> **EXTRACT PROVIDED**:
OPERATIONAL TIPS FOR NEWBIES

   / OPERATIONAL TIPS FOR NEWBIES #61  
Tractor Rollovers

85% are SIDE rollovers

15% are REAR rollovers

Less than 1% are FRONT rollovers


Less than 1% FRONT rollovers is probabally 99.9999% of people pull with the rear so that number is a bit skewed. And of the 15% rear 14.9999999% probabally weren't pulling from the drawbar.

Bottom line best adcive for the new guys, call your tractor manufacture and explain to them in detail what you will be pulling (ie a tree top, stuck truck, etc) and ask them if you should pull from the drawbar or loop a chain around the front axle:rolleyes:
 
   / OPERATIONAL TIPS FOR NEWBIES #62  
I like to lay a blanket or piece of old carpet over a chain being used to pull.. that or a section of old fire hose...

soundguy

46. with all this chatter about towing and where to tow/pull from I thought I should mention what I use to tow/pull/drag with. I use grade 40 to grade 70 3/8" chain, mw small machine only makes 30 hp so that is pleanty big for what I do. I would also like to mention that you should always be prepared for your chain or strap to break and have the correct safety measures in place to prevent sudden brain exposure.

GUYS DONT MAKE THIS INTO A STRAPS -VS- CHAINS DEAL!!!!

someone break out their owners manual and read it, mine clearly says pull from the draw bar good enough for me and my little b3030
 
   / OPERATIONAL TIPS FOR NEWBIES #63  
47. use axle breaks if you get stuck.

This pertains mainly to older 2wd tractors that dont have a diff lock, such as the ever popular n-series of fords. If you get stuck, only one wheel spins due to the open differential, gently start using the break on the wheel that is spinning and it will force the one with the traction to spin and might get you unstuck.
 
   / OPERATIONAL TIPS FOR NEWBIES #64  
It will force both of them to spin.. and might get you out.

soundguy
 
   / OPERATIONAL TIPS FOR NEWBIES #65  
I can't seem to be able to get the back blade to make a smooth finish without digging in too deep or not enough

Have you tried adjusting the top link ? tip forward to dig in (pulling) tip back to smooth...the opposite for pushing backwards...
 
   / OPERATIONAL TIPS FOR NEWBIES
  • Thread Starter
#66  
I understand all the safety tips offerred here and all over TBN, but my problem is I can't seem to be able to get the back blade to make a smooth finish without digging in too deep or not enough. same holds true with using the FEL. Am I missing something or is just practice, practice, practice. Somewaht frustrated dude here. BTW this is an awesome site. just wish I could learn something :D:D:D

I do not have much experience with a back blade but some suggest using gage wheels added to the blade or if your 3pt has float use it, using shallow cuts and slow ground speed should help achieve what you need.

> **OBJECTIVE 1**: According to the tractor tips thread, what share of tractor rollovers are side rollovers?
> **OBJECTIVE 2**: Write out the tractor tips thread word for word from "85% are SIDE" up to and including "from the drawbar.".
The material that comes after the tractor tips thread has no role in any of this.

> **ENTRIES SHOWN**:
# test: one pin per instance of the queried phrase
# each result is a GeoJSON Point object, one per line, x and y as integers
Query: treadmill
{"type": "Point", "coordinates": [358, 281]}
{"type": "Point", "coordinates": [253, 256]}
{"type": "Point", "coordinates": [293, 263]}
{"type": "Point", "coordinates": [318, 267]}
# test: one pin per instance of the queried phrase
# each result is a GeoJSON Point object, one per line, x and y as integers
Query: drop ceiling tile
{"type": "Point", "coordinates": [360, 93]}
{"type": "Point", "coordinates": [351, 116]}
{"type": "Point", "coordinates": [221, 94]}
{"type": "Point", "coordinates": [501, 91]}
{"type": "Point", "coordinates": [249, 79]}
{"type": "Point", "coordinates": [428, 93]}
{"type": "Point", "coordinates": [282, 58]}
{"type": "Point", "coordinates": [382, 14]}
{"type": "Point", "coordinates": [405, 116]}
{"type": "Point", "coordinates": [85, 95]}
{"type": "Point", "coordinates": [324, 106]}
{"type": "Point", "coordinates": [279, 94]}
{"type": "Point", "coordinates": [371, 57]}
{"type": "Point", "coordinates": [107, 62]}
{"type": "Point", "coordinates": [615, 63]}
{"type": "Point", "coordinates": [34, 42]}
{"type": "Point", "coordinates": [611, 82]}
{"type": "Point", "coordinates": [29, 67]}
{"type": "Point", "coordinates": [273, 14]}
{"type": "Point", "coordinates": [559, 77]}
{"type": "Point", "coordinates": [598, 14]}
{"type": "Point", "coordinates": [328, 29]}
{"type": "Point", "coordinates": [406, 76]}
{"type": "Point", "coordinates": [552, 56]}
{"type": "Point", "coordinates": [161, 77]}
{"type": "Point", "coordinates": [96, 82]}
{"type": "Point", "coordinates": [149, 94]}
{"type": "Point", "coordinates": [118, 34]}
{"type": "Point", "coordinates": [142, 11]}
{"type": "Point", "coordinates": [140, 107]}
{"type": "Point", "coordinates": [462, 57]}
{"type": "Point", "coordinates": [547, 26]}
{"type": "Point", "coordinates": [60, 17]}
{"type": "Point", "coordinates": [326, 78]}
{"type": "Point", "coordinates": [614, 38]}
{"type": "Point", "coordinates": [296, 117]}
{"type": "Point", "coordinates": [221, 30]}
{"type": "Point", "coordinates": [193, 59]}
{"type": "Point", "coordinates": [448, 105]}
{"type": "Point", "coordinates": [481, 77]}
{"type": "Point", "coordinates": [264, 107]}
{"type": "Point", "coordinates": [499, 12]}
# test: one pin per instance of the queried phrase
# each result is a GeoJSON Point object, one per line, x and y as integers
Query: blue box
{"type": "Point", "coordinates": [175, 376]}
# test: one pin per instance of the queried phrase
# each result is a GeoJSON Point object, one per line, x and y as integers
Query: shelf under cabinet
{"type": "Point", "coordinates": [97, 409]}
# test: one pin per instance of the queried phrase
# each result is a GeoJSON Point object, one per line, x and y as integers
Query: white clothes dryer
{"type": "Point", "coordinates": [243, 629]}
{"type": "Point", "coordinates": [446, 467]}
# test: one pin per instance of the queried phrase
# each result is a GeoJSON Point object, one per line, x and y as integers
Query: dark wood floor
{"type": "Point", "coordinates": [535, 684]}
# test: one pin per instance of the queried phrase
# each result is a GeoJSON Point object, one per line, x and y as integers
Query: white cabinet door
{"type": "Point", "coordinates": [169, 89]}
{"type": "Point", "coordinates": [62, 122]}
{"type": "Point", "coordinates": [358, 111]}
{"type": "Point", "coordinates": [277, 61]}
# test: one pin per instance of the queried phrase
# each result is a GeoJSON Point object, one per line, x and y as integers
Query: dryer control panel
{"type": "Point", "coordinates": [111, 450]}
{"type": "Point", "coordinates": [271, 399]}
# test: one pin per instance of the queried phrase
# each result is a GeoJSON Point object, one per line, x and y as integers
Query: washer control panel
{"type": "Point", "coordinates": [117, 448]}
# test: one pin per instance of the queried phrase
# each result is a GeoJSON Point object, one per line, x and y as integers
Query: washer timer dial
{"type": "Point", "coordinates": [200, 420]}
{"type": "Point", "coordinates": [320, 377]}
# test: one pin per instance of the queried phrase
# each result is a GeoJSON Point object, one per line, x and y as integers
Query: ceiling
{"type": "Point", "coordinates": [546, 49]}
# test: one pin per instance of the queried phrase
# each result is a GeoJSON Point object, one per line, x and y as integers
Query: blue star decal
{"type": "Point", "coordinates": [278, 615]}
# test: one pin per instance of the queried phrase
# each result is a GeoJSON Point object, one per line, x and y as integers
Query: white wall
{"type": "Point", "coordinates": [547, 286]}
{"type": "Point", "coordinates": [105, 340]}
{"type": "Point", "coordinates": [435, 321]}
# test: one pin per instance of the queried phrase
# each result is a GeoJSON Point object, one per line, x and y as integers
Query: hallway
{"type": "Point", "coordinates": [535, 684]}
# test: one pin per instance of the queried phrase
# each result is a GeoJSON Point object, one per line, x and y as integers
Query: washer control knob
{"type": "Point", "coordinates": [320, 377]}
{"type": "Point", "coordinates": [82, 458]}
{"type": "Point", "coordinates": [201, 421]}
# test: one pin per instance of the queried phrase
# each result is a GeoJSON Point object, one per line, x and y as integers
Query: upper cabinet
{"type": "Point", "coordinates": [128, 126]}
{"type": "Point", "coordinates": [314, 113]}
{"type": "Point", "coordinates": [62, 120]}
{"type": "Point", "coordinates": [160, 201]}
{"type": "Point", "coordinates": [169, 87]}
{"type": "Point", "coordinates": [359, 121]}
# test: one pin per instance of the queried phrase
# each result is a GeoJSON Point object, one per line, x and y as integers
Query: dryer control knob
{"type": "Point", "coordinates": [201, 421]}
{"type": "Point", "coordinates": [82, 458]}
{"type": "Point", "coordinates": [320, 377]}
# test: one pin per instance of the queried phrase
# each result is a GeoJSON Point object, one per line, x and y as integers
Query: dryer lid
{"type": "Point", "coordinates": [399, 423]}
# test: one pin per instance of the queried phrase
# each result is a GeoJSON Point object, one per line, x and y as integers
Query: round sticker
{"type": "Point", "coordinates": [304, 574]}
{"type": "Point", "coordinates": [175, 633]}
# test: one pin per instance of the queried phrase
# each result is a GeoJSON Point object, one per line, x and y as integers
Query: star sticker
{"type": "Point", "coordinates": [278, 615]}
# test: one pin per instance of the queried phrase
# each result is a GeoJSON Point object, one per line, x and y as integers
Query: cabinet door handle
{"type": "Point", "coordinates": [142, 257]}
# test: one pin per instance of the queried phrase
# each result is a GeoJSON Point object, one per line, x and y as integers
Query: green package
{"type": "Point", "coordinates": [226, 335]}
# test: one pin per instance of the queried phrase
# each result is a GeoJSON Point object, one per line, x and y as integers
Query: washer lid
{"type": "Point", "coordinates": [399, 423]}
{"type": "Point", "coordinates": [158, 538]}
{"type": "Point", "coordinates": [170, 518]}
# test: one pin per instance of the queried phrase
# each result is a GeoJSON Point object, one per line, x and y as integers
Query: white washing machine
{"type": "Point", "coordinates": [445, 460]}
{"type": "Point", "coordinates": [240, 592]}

> **WRITTEN REPLY 1**: 85%

> **WRITTEN REPLY 2**:
85% are SIDE rollovers

15% are REAR rollovers

Less than 1% are FRONT rollovers


Less than 1% FRONT rollovers is probabally 99.9999% of people pull with the rear so that number is a bit skewed. And of the 15% rear 14.9999999% probabally weren't pulling from the drawbar.